─── Passage shown

This week, Sylvia at Faithful Mom of 9 invited me to guest post on her blog. Along with introducing myself and Alyssa, I also reflected on how I am learning how little I actually know as a result of writing for my blog. Perhaps you can relate to not knowing some of these things… and if you happen to have some answers, I would love to learn! Here is an excerpt from the guest post on Sylvia’s blog.
If there is one more thing I could share about me, it would be a lesson I have been learning the last few weeks. That lesson is how much I need help. And how much I would love to learn from all of you.
You see, I am most definitely not an expert.
I knew this before… but as I have been writing more recently, I think I’ve proven it to myself. I don’t know all the answers. I don’t even know a few. I haven’t raised a special needs child. I don’t know why some of my siblings respond radically differently than I have to having a special needs sister. I don’t know what parents need to help their other children. I don’t know how to answer the questions adult siblings have about long-term care and legal matters.
There is a great deal that I do not know.
But there are a few things that I do have. I have questions. I have first-hand experience (such as it is). And I have a desire to learn and to share what I have learned with others.
For example, here are just a few of my questions…
- Why do my siblings seem to have a harder time with a special needs sister than I had?
- What do siblings of special needs people really need the world to know?

──────
─── Raw data

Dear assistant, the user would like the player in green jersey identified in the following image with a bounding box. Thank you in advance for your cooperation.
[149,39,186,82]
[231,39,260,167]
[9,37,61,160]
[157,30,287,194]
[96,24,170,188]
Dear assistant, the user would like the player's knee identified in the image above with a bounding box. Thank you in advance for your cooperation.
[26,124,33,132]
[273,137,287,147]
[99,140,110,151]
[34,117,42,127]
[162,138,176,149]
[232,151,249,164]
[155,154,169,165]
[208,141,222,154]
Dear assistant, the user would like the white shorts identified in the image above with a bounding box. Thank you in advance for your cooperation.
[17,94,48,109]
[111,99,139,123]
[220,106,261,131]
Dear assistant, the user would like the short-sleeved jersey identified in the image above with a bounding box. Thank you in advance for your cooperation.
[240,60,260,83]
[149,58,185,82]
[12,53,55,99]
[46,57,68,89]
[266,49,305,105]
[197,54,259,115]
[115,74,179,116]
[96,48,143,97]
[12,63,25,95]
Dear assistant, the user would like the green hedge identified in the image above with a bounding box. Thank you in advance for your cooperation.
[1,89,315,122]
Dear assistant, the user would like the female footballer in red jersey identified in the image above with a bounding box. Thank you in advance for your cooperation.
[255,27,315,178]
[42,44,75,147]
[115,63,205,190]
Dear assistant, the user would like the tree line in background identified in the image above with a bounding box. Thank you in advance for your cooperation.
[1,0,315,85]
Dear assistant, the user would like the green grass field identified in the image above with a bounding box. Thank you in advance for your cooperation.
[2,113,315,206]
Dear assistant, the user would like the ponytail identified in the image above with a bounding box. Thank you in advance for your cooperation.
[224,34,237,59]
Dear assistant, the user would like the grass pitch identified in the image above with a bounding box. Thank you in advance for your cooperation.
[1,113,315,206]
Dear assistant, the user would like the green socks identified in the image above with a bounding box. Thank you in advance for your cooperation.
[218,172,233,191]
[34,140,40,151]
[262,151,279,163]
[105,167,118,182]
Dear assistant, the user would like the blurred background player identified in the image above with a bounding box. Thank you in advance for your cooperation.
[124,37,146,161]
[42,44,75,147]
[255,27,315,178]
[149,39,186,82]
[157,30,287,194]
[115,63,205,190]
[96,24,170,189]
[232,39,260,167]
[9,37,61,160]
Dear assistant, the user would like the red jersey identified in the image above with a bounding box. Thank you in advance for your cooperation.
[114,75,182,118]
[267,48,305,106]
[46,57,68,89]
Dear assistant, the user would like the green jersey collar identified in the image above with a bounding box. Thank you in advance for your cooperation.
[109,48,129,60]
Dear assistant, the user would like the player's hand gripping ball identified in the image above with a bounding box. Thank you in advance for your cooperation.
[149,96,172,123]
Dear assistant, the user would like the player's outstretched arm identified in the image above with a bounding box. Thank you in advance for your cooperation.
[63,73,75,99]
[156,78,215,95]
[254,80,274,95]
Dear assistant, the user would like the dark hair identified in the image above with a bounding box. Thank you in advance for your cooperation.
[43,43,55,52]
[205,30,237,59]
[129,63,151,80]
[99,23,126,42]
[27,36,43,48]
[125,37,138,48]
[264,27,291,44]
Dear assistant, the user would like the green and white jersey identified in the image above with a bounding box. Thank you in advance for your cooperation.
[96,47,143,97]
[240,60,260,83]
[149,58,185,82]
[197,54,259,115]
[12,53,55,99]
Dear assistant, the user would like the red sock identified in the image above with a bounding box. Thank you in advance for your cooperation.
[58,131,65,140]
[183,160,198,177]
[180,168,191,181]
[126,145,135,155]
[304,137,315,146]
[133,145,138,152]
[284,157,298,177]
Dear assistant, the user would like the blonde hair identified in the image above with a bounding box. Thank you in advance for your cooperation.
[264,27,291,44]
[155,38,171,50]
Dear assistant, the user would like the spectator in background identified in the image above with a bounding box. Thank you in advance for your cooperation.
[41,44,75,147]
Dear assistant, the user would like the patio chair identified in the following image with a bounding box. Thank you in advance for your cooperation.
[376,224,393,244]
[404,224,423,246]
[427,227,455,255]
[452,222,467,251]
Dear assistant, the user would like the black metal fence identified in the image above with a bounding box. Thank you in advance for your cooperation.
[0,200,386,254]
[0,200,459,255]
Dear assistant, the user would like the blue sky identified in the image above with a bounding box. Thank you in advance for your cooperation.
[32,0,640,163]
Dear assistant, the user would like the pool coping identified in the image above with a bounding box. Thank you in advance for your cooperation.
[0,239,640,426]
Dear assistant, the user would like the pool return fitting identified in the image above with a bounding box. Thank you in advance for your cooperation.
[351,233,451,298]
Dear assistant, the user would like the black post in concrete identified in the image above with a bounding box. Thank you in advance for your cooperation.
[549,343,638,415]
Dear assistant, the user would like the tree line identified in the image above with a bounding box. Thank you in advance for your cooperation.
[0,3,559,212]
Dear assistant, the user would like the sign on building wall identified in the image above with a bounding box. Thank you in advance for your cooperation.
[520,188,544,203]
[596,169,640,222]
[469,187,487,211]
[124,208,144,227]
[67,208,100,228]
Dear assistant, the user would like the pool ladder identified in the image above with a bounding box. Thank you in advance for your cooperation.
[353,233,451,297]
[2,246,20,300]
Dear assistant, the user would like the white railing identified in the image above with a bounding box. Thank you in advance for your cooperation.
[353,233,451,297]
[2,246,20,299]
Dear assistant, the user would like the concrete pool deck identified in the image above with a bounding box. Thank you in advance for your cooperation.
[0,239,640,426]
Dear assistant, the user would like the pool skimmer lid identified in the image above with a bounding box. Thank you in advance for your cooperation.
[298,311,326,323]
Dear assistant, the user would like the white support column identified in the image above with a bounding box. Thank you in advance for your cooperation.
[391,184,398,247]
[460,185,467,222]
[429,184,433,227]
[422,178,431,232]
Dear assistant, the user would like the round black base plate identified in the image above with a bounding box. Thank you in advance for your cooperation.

──────

» Exercises to complete
1. According to the blog post, who invited the writer to guest post this week?
2. Reproduce the part of the blog post starting at "This week, Sylvia" and ending at "on Sylvia’s blog.".

» Task results
1. Sylvia at Faithful Mom of 9

2.
This week, Sylvia at Faithful Mom of 9 invited me to guest post on her blog. Along with introducing myself and Alyssa, I also reflected on how I am learning how little I actually know as a result of writing for my blog. Perhaps you can relate to not knowing some of these things… and if you happen to have some answers, I would love to learn! Here is an excerpt from the guest post on Sylvia’s blog.